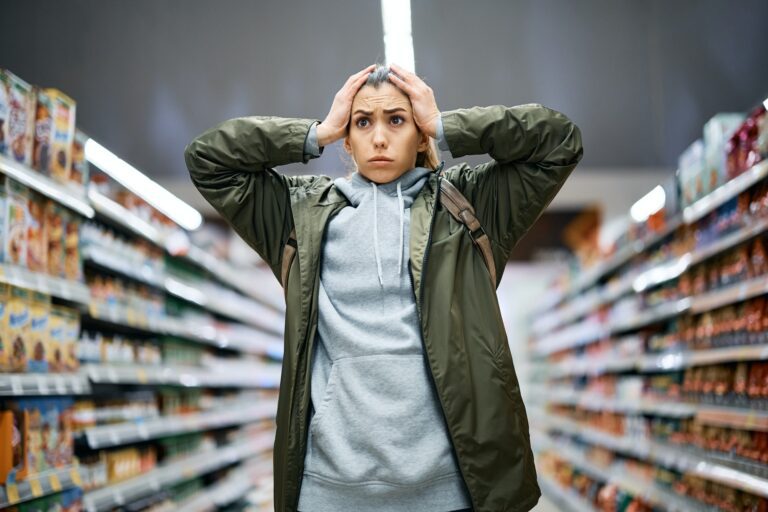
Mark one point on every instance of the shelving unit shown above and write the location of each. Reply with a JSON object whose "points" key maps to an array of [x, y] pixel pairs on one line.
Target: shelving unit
{"points": [[597, 368], [233, 322]]}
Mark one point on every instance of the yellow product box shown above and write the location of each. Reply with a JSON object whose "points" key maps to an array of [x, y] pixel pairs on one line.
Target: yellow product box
{"points": [[17, 218], [54, 133], [54, 229], [18, 328], [17, 117], [37, 240], [5, 345], [37, 347], [73, 266]]}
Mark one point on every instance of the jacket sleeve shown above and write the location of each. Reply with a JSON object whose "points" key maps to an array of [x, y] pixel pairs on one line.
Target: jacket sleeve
{"points": [[534, 150], [232, 165]]}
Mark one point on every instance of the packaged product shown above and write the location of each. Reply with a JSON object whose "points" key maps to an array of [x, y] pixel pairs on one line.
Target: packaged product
{"points": [[37, 241], [17, 119], [690, 171], [71, 335], [54, 133], [56, 344], [5, 345], [17, 215], [14, 426], [37, 349], [18, 328], [79, 173], [717, 132], [73, 266], [54, 229]]}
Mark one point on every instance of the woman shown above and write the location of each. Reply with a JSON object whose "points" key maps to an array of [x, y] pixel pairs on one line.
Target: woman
{"points": [[398, 391]]}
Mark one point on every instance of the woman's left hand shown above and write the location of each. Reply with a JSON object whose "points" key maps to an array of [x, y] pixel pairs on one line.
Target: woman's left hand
{"points": [[425, 111]]}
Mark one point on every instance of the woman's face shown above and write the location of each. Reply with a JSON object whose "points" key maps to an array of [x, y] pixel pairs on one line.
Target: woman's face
{"points": [[382, 127]]}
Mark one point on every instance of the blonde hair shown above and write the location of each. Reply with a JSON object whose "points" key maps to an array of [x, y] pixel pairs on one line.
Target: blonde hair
{"points": [[429, 158]]}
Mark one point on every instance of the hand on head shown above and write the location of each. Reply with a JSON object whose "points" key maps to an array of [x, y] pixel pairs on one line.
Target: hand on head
{"points": [[425, 111]]}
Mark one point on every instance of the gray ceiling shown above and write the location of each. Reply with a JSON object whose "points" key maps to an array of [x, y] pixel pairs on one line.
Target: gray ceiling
{"points": [[640, 78]]}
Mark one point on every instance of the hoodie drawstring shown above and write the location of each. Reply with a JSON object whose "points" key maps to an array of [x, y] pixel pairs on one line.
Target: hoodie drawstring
{"points": [[376, 234], [402, 207]]}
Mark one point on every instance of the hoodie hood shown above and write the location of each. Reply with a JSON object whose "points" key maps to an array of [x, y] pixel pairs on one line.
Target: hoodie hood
{"points": [[357, 189]]}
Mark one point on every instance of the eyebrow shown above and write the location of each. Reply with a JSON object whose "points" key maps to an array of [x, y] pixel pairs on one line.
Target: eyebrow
{"points": [[386, 111]]}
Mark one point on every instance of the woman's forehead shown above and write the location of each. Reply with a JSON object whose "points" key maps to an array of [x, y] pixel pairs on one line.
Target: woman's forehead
{"points": [[386, 96]]}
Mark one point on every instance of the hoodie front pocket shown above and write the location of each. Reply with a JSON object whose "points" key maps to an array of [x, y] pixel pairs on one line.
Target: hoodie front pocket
{"points": [[380, 421]]}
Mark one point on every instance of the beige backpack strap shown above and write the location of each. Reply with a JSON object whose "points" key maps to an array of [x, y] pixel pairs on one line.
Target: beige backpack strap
{"points": [[455, 202], [289, 251]]}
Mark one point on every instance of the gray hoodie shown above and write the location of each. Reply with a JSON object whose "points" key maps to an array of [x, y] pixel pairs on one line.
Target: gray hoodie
{"points": [[377, 438]]}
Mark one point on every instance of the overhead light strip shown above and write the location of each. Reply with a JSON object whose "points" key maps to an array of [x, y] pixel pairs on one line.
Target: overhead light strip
{"points": [[138, 183]]}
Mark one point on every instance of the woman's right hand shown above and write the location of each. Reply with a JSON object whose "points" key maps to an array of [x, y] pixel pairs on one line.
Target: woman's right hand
{"points": [[334, 126]]}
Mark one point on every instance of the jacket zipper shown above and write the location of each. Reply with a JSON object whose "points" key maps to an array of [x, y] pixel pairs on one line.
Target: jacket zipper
{"points": [[312, 329], [421, 324]]}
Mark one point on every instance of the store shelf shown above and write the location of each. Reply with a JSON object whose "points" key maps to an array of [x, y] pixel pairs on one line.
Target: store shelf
{"points": [[725, 193], [668, 455], [565, 498], [595, 402], [231, 488], [42, 484], [21, 277], [126, 433], [616, 474], [170, 474], [264, 377], [671, 360], [102, 257], [121, 216], [735, 293], [69, 196], [749, 419], [43, 384]]}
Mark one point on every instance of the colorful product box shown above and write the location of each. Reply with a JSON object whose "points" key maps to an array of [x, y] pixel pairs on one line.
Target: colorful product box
{"points": [[37, 240], [17, 218], [5, 344], [17, 120], [54, 134], [39, 332], [18, 328], [54, 229], [73, 266]]}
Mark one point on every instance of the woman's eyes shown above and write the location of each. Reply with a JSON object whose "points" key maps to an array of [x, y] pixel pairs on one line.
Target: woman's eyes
{"points": [[365, 120]]}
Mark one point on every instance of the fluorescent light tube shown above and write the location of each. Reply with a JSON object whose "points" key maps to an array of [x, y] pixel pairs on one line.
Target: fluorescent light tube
{"points": [[138, 183]]}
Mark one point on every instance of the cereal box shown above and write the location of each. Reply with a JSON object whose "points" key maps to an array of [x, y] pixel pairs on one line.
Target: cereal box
{"points": [[56, 355], [73, 266], [54, 133], [17, 108], [80, 171], [41, 156], [37, 348], [5, 347], [70, 337], [17, 215], [54, 231], [18, 328], [37, 243]]}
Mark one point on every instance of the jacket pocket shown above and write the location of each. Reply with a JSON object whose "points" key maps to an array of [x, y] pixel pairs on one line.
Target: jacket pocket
{"points": [[380, 421]]}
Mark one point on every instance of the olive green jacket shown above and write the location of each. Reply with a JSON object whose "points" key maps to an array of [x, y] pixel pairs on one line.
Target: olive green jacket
{"points": [[534, 149]]}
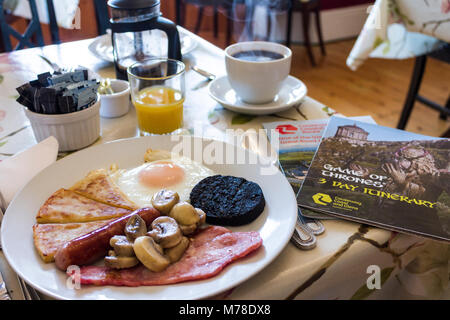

* [What needs to be done]: Only the pictures are to be left out, and all of the data must otherwise be transcribed exactly.

* [Task solution]:
Mark one point on every instance of the shelving unit shown above and write the location of each. Reply with a JSON object whose "points" key maps to an array of [x, y] pixel pairs on one line.
Target: shelving unit
{"points": [[597, 368], [233, 322]]}
Mark one point on every instance of the yellow product box shown above and write the location of each. Reply with a JSON object whose "points" key maps to an array of [x, y] pixel pairs on one line.
Target: yellow product box
{"points": [[17, 218], [54, 133], [54, 229], [18, 328], [17, 117], [37, 240], [5, 345], [37, 347], [73, 266]]}
Mark one point on every instance of the jacket sleeve shown above and write the location of each. Reply with a JSON object whose "points" key maps to an array of [x, y] pixel pairs on one line.
Target: jacket sleeve
{"points": [[534, 150], [232, 165]]}
Mark one point on every instance of the packaged product shown above and write the location of each. Reply with a JSON object whose "points" key maps to an array of [x, y] pixel pairs on one line.
Target: packaged product
{"points": [[37, 241], [17, 119], [690, 171], [71, 335], [54, 133], [56, 344], [5, 345], [17, 215], [14, 426], [37, 349], [18, 328], [79, 173], [717, 132], [73, 266], [54, 229]]}
Mark one point on every instance of the woman shown above and write the location of each. Reply with a JSON object whose "points" key maps to an array of [x, y] pixel pairs on one line.
Target: woman
{"points": [[398, 391]]}
Mark one point on every instance of the woman's left hand shown above and write the location of each. Reply with a JSON object whose "points" key maps to an array of [x, y] pixel pairs on one line.
Target: woman's left hand
{"points": [[425, 111]]}
Mark one point on every instance of the woman's face shown above and write the location of each. Reply with a JSON object whose "points" key maps to an array of [x, y] pixel pairs on one line.
Target: woman's face
{"points": [[382, 127]]}
Mark one point on every instance of the blonde hair shown above and write the location of each. Reply with a JSON object whose "points" key maps to an array of [x, y] pixel pairs on one line.
Target: blonde hair
{"points": [[429, 158]]}
Mark one point on every instance of the hand on head shown above and write the location of each. Reply with a JSON object whose "points" key maps to an array of [x, y] pixel pairs on one line.
Target: hand on head
{"points": [[425, 111]]}
Mark one point on every instance of the gray ceiling shown above and write the location of each. Reply with a JSON object whose "points" key maps to an array of [x, y] pixel pairs on one line.
Target: gray ceiling
{"points": [[640, 78]]}
Mark one point on every instance of the hoodie drawstring shown above and write the location of each. Reply with a JSON object whose "points" key maps to an array of [x, y] pixel pairs on one line.
Target: hoodie drawstring
{"points": [[376, 234], [402, 207]]}
Mark one point on every instance of the hoodie hood shown above and write the location of each. Reply with a JSON object whose "points" key maps to an array of [x, y] pixel pairs on one line.
Target: hoodie hood
{"points": [[357, 189]]}
Mark one point on every instance of the eyebrow shown above and write the location of each. Reply with a JSON object whose "points" key maps to an array of [x, y] pixel pairs on one line.
Target: eyebrow
{"points": [[386, 111]]}
Mark one point on every instance of the woman's forehead shown above and write the location of each. Reply with a JSON object whose "points" key maps to an array of [x, y] pixel pairs on one line.
Target: woman's forehead
{"points": [[386, 96]]}
Mark one point on every instance of the hoodie front pocket shown above and write the location of each. Reply with a JSON object whose "points" key maps to an array of [x, y] pixel pairs on one line.
Target: hoodie front pocket
{"points": [[380, 421]]}
Mark one point on every instance of the beige backpack strap shown above and write the location of each. Reply with a JSON object whose "points" key maps to an array of [x, y] pixel pairs on one line.
Target: beige backpack strap
{"points": [[455, 202], [289, 251]]}
Mark one point on every instance of the gray hoodie shown above and write the location of each. Reply with a JSON object whose "points" key maps to an array of [x, y] pixel pairs on one line.
Target: gray hoodie
{"points": [[377, 438]]}
Mark one point on every instance of the overhead light strip shown above and write the location of each. Reply with a JSON object whose "points" key maps to an array of [x, y] pixel pairs on one line.
Target: overhead light strip
{"points": [[138, 183]]}
Mark one point on every instance of the woman's right hand shown above and write the location of each. Reply with a JSON object whose "points" key maps to an array of [x, y] pixel pairs on one line.
Target: woman's right hand
{"points": [[334, 126]]}
Mark one point on every instance of the jacket zipper shown above and write the location of each. Reply with a JSON object whose "points" key maps to an array of [x, y] pixel pairs on one line.
Target: jacket zipper
{"points": [[312, 329], [421, 324]]}
Mark one point on every instance of the store shelf shown above and write the location of each. Reply with a JSON object whose "points" key maps to an array of [x, y] pixel pairs on one line.
Target: store shelf
{"points": [[725, 193], [668, 455], [565, 498], [595, 402], [231, 488], [42, 484], [21, 277], [126, 433], [616, 474], [170, 474], [264, 377], [671, 360], [102, 257], [121, 216], [735, 293], [69, 196], [749, 419], [43, 384]]}
Mark one point on every instance of the colorful product box shown above and write the location of each. Reply with a JSON object whose "points" key maps to an array of [x, y] pixel pairs on one line.
Target: colorful product box
{"points": [[37, 240], [17, 218], [5, 344], [17, 120], [54, 134], [39, 332], [18, 328], [54, 229], [73, 266]]}
Mark one point on every instance of the woman's eyes shown above and write the location of each. Reply with a JSON object whose "points" key maps to an array of [x, y] pixel pairs on one line.
Target: woman's eyes
{"points": [[365, 120]]}
Mark one point on every instance of the fluorescent light tube shown above and write the location of each. Reply with a JSON object whose "points" key maps to an array of [x, y] pixel pairs on one line.
Target: fluorescent light tube
{"points": [[138, 183]]}
Mark one point on every instance of the cereal box shown above and write the location of each. Reply with a JSON object whose "points" key maps to an array of [x, y] pixel pairs on one line.
Target: cereal box
{"points": [[56, 355], [73, 266], [54, 133], [17, 108], [80, 171], [41, 156], [37, 348], [5, 347], [70, 337], [17, 215], [54, 231], [18, 328], [37, 243]]}
Mark one point on every instance of the jacket pocket shown above and write the location of each. Reply with a JSON object whose "points" key maps to an array of [x, y] pixel pairs on one line.
Target: jacket pocket
{"points": [[380, 421]]}
Mark one point on every instance of the olive green jacket shown above and write the location of each. Reply with a JSON object whose "points" key maps to an array of [x, y] pixel pairs on one line.
Target: olive green jacket
{"points": [[534, 149]]}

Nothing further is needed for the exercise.